=== TEXT EXCERPT ===
# Legality Question About Guns for the winnys



## DMAX1518 (Sep 13, 2009)

You cannot purchase one if your under 21 but you can have one given to you as a gift. However you can not get a CCW permit or take advantage f the open carry laws until you are 21.


----------



## drenalinxt (Feb 23, 2009)

*lol*

todays gun laws are a joke i would say more than likely you can not own one till you are 21, because your great goverment says you have to regester it, the fact that you can go over to iraq at te age of 18 and get your tail shot off but you still can not have a beer or buy pistol till your 21. something wrong with that picture dont' you think. you can give to your politcians, your judges and your law enforcement for that. and if that wack job obama gets his healthcare bill, you soldiers that come from iraq and afgan, if you go to a doctor for post tramatic stress. those doctor visits are longer goning to be private for your great F.B.I. will have access to them. keeping from buying selling, or even possessing a firearm. that is one of things tht has been slipped into the bill. so if you want to blame someone from great freedom you have blame those that have allowed things to come to pass. like going through F.B.I. for gun ownership. :wink:


----------



## wis_archer (Jul 27, 2007)

At least in Wisconsin you need to be 21 to buy one 18 to own one. Makes no sense and does nothing but be a pain in the rear for law abiding citizens, like most gun laws.

=== WHAT TO DO ===
1: Answer these questions about the forum thread on gun laws for people under 21, one answer per line:
(a) Besides being unable to purchase one, what two things does DMAX1518 say a person cannot do until age 21?
(b) In Wisconsin, what age does wis_archer give for owning one?
(c) At what age does drenalinxt say a person can go over to Iraq?
2: Duplicate the forum thread on gun laws for people under 21, everything from "## wis_archer (Jul" down to "most gun laws.".
3: Go on with the forum thread on gun laws for people under 21 from the point where it stops.
The records were taken from a separate source.

Dataset excerpt:

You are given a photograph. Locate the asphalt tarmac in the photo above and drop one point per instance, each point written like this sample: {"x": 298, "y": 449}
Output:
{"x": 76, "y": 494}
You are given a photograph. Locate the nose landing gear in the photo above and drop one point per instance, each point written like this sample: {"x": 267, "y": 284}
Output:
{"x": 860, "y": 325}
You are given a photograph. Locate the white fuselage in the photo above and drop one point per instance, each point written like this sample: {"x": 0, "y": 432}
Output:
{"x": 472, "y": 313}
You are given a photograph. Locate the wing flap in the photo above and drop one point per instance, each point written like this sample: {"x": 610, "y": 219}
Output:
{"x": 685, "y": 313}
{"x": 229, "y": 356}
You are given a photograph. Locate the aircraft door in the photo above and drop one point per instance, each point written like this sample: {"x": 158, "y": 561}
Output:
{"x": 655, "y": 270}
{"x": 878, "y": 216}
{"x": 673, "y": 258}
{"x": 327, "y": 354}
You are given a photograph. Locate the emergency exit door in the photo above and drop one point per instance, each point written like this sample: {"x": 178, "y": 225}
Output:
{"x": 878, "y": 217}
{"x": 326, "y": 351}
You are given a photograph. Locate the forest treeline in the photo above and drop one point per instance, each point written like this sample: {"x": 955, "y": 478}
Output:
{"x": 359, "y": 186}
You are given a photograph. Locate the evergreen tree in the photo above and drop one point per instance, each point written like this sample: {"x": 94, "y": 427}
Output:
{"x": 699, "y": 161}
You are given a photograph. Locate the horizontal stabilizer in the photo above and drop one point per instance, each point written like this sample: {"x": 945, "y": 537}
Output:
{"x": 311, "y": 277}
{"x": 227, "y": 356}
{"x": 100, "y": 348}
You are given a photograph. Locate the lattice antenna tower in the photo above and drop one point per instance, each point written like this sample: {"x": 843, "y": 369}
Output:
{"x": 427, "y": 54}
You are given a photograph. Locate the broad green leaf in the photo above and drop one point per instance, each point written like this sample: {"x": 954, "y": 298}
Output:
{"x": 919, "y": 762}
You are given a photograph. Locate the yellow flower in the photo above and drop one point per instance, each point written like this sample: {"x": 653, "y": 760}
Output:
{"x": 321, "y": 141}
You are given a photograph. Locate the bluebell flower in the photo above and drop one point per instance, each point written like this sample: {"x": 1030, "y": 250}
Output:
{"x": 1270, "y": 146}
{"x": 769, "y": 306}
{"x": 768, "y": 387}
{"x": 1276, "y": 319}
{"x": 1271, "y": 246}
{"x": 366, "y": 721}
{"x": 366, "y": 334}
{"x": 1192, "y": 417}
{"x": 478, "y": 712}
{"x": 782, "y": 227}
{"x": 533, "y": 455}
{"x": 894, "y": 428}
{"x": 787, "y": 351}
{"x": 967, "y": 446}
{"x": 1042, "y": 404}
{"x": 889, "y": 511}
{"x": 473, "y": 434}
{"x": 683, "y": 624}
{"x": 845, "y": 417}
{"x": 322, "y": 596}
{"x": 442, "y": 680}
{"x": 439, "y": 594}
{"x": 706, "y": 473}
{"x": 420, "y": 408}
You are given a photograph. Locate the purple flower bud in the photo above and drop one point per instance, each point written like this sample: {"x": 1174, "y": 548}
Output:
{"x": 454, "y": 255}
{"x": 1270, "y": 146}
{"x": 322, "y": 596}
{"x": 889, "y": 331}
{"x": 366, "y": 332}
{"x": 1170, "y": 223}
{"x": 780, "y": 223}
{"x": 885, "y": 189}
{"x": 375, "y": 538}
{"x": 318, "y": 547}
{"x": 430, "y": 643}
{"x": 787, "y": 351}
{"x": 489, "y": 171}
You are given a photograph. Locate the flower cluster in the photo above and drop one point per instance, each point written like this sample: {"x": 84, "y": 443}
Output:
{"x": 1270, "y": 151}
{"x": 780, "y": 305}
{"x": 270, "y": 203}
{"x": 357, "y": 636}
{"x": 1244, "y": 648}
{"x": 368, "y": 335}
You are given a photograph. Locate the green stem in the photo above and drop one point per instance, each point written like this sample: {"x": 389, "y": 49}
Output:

=== REPLIES ===
1:
(a) Get a CCW permit and take advantage of the open carry laws.
(b) 18.
(c) 18.

2:
## wis_archer (Jul 27, 2007)

At least in Wisconsin you need to be 21 to buy one 18 to own one. Makes no sense and does nothing but be a pain in the rear for law abiding citizens, like most gun laws.

3:
----------



## Hoyt Hunter (Jan 24, 2006)

drenalinxt said:


> todays gun laws are a joke i would say more than likely you can not own one till you are 21, because your great goverment says you have to regester it, the fact that you can go over to iraq at te age of 18 and get your tail shot off but you still can not have a beer or buy pistol till your 21. something wrong with that picture dont' you think. you can give to your politcians, your judges and your law enforcement for that. and if that wack job obama gets his healthcare bill, you soldiers that come from iraq and afgan, if you go to a doctor for post tramatic stress. those doctor visits are longer goning to be private for your great F.B.I. will have access to them. keeping from buying selling, or even possessing a firearm. that is one of things tht has been slipped into the bill. so if you want to blame someone from great freedom you have blame those that have allowed things to come to pass. like going through F.B.I. for gun ownership. :wink:


Well i am young but I do try to stay up on current events atleast to some point but wow. Like many said, it will be a cold freakin blizzard in hell before they take my guns away form me when I am still alive. This country is going to pot in a hurry with the communist in power. PTS disorder shouldnt have anything to do with wether you have a gun or not. I know a Vietnam vet and he has guns, and I am pretty sure he still has some of the lasting effects of PTS. He can still control himself but I know it definitly took a tole on his pshyce (I know I didnt spell that right). I would love to get me a Digitail Camo .45 or .40 or something but I want it to be in my name, and I already carry pistols in open carry for hunting and things since I was maybe 15 or 16 but they are my Grandpaws. I love this country and would stand proud for it but something in the rediculous laws gotta give, to much buearcacy

So nobody knows if a 19 year old can have a pistol registered to them, even if it was for a gift. I knew the CC permits wouldnt be effective till 21 but owning one should be 18 if you ask me.


----------



## One eye (Jun 22, 2003)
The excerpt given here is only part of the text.